:: GIVEN INSTRUCTION ::
Please retype, word for word, the lines of the material below, starting with the line that contains "the brick, where" and going on through the end of the material.

— START GIVEN INFORMATION —

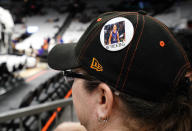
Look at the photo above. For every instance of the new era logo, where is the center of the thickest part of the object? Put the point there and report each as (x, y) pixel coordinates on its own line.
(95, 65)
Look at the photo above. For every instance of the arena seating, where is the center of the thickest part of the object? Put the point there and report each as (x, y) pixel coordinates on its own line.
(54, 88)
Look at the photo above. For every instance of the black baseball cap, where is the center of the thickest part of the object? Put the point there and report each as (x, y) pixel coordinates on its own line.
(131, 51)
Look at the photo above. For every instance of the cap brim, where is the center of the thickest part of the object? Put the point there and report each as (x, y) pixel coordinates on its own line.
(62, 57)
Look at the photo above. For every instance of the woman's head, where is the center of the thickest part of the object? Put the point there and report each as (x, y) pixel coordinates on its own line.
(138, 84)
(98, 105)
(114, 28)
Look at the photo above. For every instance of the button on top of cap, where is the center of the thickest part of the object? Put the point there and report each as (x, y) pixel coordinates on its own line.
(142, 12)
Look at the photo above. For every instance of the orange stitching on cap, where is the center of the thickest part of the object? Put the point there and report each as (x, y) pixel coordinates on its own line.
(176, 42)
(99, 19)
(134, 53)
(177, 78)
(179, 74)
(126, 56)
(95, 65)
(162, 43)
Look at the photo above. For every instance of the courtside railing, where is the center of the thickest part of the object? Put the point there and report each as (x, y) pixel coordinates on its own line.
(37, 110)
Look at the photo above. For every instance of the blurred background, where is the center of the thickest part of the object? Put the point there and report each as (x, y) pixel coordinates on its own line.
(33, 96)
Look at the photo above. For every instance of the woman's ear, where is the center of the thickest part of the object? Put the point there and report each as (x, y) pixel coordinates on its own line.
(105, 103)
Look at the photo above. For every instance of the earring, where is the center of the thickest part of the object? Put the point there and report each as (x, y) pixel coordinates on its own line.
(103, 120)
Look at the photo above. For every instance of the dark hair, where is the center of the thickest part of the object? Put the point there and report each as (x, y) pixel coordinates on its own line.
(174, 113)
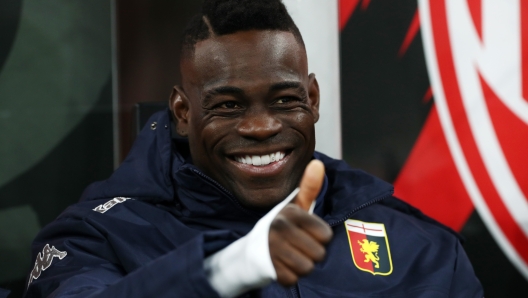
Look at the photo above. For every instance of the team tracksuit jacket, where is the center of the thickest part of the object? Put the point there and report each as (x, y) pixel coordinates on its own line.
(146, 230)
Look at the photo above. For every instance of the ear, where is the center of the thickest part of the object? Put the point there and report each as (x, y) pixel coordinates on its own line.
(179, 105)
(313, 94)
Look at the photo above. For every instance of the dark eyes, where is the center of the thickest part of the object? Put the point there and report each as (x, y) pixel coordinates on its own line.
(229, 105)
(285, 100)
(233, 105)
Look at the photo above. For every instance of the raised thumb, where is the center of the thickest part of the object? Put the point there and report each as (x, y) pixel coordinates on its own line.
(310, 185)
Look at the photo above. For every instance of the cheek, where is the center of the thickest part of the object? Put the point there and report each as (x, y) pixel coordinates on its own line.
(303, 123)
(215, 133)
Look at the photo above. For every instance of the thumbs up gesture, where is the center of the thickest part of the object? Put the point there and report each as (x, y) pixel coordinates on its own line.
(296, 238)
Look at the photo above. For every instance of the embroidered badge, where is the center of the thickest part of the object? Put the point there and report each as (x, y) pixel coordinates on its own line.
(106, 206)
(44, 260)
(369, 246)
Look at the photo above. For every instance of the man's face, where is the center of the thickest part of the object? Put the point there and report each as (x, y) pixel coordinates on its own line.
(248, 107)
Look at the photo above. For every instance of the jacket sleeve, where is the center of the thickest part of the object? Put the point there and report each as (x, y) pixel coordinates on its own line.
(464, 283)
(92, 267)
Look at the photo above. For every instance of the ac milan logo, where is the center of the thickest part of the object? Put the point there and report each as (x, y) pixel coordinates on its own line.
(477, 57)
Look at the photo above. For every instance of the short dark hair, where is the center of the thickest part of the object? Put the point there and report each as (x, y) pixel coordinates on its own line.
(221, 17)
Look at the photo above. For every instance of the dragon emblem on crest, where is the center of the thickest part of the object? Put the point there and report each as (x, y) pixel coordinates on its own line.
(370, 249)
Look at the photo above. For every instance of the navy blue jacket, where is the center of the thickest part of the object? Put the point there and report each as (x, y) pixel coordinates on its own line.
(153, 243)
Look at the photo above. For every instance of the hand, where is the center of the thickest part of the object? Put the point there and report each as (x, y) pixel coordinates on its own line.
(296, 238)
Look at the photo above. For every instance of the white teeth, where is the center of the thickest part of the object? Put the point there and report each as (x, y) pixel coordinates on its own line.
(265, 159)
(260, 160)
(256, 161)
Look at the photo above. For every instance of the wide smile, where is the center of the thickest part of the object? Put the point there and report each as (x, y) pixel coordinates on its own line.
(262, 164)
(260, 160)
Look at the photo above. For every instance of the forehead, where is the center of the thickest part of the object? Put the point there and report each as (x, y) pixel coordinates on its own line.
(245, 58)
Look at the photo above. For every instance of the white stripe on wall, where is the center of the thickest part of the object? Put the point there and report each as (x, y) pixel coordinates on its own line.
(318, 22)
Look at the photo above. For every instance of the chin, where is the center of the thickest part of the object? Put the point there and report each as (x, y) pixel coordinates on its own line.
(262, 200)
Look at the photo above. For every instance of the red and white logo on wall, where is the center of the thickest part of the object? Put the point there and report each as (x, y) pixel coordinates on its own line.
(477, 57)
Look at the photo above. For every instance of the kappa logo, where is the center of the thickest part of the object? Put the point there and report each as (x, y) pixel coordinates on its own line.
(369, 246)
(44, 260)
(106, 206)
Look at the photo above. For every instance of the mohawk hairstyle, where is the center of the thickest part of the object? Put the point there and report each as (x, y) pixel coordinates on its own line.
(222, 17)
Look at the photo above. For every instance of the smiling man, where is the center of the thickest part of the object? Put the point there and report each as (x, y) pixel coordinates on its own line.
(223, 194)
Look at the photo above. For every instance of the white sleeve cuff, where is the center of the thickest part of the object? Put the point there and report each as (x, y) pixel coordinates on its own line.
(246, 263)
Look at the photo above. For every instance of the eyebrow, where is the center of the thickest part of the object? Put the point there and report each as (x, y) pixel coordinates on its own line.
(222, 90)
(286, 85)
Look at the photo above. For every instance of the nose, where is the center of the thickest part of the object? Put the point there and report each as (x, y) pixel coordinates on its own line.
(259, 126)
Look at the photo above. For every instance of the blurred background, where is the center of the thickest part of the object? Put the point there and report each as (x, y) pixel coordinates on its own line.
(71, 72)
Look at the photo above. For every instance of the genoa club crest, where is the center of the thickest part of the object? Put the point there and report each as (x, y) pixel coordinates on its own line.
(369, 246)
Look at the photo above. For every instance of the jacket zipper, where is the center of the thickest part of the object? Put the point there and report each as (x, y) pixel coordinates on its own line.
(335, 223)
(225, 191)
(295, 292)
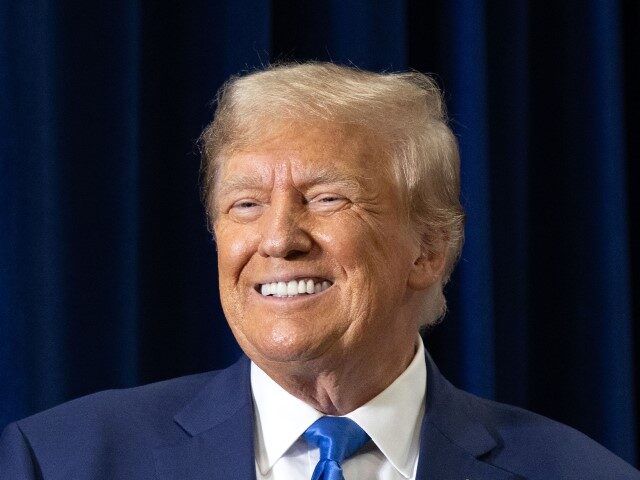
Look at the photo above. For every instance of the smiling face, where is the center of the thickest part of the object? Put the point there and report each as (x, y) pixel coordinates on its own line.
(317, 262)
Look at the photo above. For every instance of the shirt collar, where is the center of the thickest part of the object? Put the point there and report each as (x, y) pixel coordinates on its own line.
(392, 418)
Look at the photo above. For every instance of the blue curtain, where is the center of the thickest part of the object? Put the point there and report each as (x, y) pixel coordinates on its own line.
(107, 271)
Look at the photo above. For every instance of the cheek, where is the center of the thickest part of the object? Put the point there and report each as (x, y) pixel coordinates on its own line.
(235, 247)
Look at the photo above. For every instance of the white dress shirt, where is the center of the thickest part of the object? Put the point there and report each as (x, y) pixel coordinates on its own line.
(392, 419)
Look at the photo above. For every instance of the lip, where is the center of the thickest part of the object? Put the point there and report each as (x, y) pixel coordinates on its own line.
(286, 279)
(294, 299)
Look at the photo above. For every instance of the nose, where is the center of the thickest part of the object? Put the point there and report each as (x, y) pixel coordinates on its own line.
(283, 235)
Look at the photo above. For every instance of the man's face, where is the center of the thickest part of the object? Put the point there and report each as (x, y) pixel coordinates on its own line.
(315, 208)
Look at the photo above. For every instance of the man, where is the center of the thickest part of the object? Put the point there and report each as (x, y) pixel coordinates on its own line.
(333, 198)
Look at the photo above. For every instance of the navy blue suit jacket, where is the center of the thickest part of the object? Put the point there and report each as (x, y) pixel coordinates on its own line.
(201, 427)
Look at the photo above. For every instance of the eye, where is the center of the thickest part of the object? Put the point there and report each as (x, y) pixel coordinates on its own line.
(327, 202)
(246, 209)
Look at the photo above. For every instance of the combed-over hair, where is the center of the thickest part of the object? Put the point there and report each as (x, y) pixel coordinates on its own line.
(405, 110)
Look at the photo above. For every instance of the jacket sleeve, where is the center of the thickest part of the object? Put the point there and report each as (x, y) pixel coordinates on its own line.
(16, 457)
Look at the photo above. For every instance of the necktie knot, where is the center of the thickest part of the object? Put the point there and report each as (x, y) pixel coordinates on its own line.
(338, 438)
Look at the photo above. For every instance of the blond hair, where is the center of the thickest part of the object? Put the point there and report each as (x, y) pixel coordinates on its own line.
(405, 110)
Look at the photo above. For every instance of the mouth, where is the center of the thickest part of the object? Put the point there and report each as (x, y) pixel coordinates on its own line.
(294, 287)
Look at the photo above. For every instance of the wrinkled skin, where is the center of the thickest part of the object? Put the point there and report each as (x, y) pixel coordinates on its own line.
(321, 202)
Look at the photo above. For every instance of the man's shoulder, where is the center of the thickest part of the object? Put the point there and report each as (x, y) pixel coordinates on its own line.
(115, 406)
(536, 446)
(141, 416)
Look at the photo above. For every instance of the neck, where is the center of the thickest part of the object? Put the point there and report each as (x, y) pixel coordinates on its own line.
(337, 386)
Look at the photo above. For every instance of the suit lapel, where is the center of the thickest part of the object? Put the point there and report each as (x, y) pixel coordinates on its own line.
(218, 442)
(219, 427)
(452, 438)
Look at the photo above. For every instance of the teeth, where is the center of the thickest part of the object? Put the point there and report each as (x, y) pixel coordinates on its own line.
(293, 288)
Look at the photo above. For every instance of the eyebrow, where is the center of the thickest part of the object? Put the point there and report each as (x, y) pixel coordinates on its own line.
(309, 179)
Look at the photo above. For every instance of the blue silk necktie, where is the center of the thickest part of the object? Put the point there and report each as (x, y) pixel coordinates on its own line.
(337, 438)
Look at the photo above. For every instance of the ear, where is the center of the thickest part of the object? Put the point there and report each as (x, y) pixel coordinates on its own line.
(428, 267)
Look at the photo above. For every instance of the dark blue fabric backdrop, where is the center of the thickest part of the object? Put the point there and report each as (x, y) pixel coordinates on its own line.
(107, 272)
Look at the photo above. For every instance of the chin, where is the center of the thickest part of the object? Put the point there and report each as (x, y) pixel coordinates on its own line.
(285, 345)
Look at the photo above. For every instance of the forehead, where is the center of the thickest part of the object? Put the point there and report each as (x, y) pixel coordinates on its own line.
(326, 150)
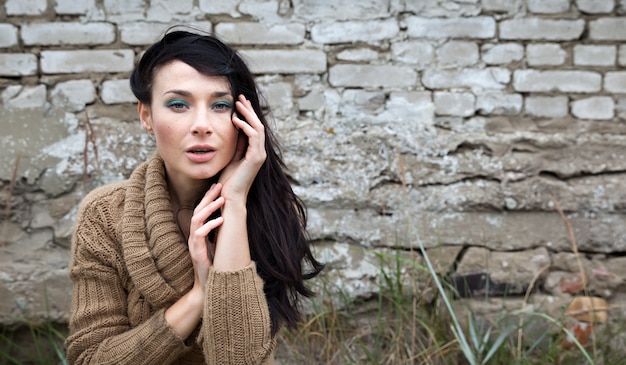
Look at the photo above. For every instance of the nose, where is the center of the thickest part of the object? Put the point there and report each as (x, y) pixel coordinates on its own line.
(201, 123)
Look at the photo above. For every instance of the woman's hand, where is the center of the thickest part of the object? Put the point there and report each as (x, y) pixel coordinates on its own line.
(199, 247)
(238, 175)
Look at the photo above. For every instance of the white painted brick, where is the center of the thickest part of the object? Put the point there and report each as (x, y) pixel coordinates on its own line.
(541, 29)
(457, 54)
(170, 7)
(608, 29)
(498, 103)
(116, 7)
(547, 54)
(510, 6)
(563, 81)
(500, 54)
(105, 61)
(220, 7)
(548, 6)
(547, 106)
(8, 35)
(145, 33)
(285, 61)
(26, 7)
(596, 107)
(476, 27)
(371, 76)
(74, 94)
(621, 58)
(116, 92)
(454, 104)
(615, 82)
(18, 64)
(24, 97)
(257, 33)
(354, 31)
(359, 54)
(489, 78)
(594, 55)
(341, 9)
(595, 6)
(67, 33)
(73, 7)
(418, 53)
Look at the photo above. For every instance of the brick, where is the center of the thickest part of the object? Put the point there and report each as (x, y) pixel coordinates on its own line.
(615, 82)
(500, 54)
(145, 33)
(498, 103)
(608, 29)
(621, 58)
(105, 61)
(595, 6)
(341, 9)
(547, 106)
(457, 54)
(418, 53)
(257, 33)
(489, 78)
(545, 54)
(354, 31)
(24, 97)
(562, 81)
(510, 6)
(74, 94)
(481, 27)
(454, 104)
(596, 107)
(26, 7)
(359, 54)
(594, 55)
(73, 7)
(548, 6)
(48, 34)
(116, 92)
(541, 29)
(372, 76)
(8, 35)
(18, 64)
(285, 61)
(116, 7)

— END GIVEN INFORMATION —

:: FINISHED EXERCISE ::
Look at the photo above. For every instance of the brick, where is the center of the thickest part of the object? Put the point there and report each as (x, y) pixel coordinates on its own line.
(615, 82)
(500, 54)
(145, 33)
(498, 103)
(608, 29)
(621, 58)
(105, 61)
(595, 6)
(341, 9)
(547, 106)
(457, 54)
(418, 53)
(257, 33)
(489, 78)
(545, 54)
(354, 31)
(24, 97)
(562, 81)
(510, 6)
(74, 94)
(481, 27)
(454, 104)
(596, 107)
(26, 7)
(359, 54)
(594, 55)
(73, 7)
(548, 6)
(48, 34)
(116, 92)
(541, 29)
(372, 76)
(8, 35)
(18, 64)
(285, 61)
(116, 7)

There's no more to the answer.